Data records:
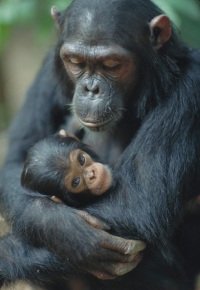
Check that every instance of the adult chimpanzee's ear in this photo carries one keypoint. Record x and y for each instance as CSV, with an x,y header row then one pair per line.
x,y
56,16
161,30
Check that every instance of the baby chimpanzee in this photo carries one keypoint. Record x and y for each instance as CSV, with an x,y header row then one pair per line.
x,y
65,169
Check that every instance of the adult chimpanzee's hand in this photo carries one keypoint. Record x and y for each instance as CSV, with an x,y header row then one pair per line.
x,y
108,256
89,248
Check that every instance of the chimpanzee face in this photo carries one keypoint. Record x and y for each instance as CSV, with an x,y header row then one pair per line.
x,y
101,75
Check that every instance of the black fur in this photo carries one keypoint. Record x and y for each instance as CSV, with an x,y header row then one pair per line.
x,y
156,144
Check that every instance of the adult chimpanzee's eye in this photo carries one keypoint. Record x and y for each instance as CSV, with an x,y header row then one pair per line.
x,y
81,160
76,62
76,182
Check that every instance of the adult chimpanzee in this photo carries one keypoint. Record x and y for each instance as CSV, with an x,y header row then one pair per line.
x,y
134,88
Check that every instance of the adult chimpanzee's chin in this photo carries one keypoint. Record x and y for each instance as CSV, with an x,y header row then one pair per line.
x,y
97,125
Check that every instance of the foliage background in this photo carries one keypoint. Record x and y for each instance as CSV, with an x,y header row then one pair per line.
x,y
29,22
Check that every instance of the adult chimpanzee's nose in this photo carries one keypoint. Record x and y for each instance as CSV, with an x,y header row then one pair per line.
x,y
92,86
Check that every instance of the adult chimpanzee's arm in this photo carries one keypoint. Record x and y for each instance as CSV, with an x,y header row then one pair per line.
x,y
158,172
69,233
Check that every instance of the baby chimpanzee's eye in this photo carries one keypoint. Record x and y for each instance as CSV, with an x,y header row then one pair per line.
x,y
81,160
75,182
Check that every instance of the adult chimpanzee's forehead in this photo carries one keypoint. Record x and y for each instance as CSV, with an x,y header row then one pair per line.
x,y
101,21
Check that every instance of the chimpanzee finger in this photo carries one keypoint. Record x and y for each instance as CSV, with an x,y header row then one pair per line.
x,y
93,221
112,271
122,245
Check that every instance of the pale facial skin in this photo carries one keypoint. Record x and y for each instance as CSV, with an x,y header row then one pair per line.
x,y
85,174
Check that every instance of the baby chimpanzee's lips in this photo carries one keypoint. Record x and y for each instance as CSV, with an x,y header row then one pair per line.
x,y
94,124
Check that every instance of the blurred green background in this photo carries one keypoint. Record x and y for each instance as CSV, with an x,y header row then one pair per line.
x,y
27,32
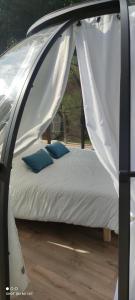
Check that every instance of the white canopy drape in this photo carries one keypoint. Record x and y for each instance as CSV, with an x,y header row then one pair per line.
x,y
47,92
42,105
98,50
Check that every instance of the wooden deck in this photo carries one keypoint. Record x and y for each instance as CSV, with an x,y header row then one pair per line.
x,y
66,262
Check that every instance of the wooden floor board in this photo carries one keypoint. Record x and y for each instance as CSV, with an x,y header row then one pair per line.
x,y
66,262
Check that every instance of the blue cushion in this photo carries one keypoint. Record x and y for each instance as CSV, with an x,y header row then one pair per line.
x,y
38,161
57,150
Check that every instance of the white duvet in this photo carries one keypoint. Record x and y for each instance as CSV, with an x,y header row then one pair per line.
x,y
75,189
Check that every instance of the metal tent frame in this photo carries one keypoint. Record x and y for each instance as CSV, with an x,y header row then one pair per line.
x,y
69,16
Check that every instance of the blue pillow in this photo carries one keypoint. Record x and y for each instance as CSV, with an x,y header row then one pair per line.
x,y
38,161
57,150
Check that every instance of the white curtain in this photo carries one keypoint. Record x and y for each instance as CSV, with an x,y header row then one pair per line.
x,y
47,92
98,50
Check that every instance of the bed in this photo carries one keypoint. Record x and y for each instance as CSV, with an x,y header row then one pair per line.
x,y
76,189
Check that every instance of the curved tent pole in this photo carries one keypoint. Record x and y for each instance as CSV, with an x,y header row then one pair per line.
x,y
81,11
94,8
124,156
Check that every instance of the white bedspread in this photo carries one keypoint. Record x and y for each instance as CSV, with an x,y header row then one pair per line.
x,y
75,189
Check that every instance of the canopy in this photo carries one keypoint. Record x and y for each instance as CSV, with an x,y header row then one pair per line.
x,y
35,73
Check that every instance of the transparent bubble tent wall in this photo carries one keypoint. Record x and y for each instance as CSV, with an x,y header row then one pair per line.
x,y
33,78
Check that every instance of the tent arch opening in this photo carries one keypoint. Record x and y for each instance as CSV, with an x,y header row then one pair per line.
x,y
14,122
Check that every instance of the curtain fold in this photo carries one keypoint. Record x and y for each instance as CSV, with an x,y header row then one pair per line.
x,y
47,92
98,50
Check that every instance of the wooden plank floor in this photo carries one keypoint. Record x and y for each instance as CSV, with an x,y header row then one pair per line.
x,y
66,262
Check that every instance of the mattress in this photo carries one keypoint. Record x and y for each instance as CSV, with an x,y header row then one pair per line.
x,y
76,189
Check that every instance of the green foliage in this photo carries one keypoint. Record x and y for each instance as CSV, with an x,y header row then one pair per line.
x,y
16,16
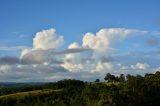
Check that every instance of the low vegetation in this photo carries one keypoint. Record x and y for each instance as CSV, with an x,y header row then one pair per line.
x,y
115,91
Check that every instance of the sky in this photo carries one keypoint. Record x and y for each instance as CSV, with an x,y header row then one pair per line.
x,y
50,40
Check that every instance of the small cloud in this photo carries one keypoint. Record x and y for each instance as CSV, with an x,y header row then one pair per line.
x,y
153,41
140,66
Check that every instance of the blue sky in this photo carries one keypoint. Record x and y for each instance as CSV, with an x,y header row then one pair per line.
x,y
20,20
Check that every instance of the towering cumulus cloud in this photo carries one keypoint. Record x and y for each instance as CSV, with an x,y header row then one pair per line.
x,y
47,39
91,59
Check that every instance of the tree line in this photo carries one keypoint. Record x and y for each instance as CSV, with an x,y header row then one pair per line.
x,y
119,90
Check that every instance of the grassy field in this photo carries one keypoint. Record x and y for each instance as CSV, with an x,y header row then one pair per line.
x,y
35,92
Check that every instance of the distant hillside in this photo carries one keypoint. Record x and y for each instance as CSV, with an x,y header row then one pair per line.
x,y
116,91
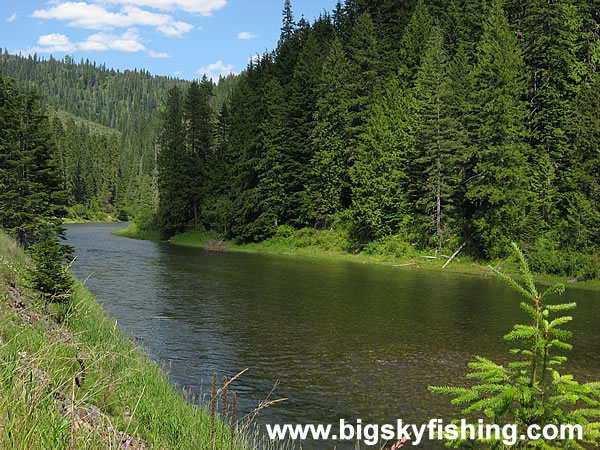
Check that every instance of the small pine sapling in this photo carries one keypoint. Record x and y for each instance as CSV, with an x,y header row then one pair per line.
x,y
50,277
529,390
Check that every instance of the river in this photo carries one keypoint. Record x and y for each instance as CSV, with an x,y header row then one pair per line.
x,y
338,339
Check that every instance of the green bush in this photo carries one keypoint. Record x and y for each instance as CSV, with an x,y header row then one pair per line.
x,y
49,277
530,390
562,263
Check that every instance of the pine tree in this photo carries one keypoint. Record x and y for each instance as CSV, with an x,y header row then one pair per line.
x,y
498,189
530,390
414,39
31,197
329,188
442,140
380,180
364,57
197,115
288,25
174,211
552,33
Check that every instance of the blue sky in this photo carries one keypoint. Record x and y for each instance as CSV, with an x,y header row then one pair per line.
x,y
183,38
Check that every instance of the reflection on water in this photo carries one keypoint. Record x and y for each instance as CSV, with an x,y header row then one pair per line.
x,y
344,340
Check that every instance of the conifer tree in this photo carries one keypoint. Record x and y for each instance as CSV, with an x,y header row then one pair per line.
x,y
364,58
498,189
197,115
442,140
530,390
414,39
380,179
31,197
329,188
174,211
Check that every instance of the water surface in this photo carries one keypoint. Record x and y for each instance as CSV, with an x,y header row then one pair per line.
x,y
341,339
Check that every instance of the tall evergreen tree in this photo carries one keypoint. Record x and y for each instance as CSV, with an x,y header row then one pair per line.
x,y
414,39
442,140
499,187
197,115
329,188
174,211
380,179
31,195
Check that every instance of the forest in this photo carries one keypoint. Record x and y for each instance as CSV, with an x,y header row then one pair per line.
x,y
429,122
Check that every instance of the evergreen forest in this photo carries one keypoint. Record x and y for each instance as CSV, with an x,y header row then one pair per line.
x,y
433,123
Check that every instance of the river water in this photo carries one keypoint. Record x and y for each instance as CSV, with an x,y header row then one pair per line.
x,y
339,339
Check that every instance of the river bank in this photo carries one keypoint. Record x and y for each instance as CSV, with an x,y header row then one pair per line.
x,y
328,245
70,378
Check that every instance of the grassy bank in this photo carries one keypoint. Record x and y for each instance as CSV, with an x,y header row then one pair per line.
x,y
133,231
48,351
331,244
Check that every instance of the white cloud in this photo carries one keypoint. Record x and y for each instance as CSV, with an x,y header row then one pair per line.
x,y
84,15
154,54
246,35
214,70
127,42
54,42
204,7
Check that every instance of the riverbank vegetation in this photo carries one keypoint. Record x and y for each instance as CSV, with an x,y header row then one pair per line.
x,y
69,376
445,137
478,126
529,390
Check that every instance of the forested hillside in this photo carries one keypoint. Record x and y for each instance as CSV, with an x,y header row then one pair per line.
x,y
432,121
108,169
429,122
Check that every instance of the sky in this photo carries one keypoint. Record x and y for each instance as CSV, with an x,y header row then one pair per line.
x,y
178,38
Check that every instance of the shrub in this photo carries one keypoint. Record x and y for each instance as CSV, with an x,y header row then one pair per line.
x,y
563,263
49,277
530,390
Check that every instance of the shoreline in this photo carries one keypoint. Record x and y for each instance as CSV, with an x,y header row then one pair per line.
x,y
75,378
466,266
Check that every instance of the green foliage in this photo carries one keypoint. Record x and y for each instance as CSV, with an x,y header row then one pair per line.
x,y
380,172
530,390
443,121
563,263
48,276
498,189
30,185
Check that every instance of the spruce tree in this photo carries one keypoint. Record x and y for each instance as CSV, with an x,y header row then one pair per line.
x,y
499,189
414,39
175,210
329,188
197,115
31,195
529,390
380,179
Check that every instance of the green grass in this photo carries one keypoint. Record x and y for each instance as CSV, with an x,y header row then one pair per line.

Brief:
Print only the lines from the one with "Check that every instance of the riverbank" to the end of the records, both included.

Answer to this problem:
Check that every instance of the riverbank vegetation in this photo carries one keypoint. Record x and y for each instance as CSV, with an x,y header row then one pair per line.
x,y
69,376
445,137
478,126
529,390
Check that every instance of the forested hillside in this photo carries one keypoint. Record x and y for each instance as CSV, with an x,y header row then one pair per line.
x,y
432,121
108,169
429,122
Check that every instance of the sky in this photo carries one keypoint. Record x and y for each instance as CSV, with an x,y header row then one pair per line.
x,y
178,38
Check that every instance of the shrub in this photo carries one keypoint. Record x and y for each instance as CSV, with an x,y header row then one pair per line.
x,y
563,263
49,277
530,390
Check that every instance of the shoreline in this photo carries one keypoint. Record x and y for each instance as CSV, with an x,y header row then one pair per line.
x,y
75,378
466,266
Check that every instance of the green foliage in this photo carries one keypoint. Record x and y for each instance as CSV, with an x,y header row then one pair per line.
x,y
380,172
530,390
443,121
563,263
48,276
498,189
30,185
Check that every instance of the spruce tree in this photo carries one keypoint. Record x and y for each instance as CSV, with an x,y header row then one pair per line.
x,y
499,189
414,39
175,210
329,188
197,115
31,195
529,390
380,179
Check that every instance of the green grass in this photo carries one keypoint. Record x and y for each instance as CSV, with an x,y header row then one pair per line.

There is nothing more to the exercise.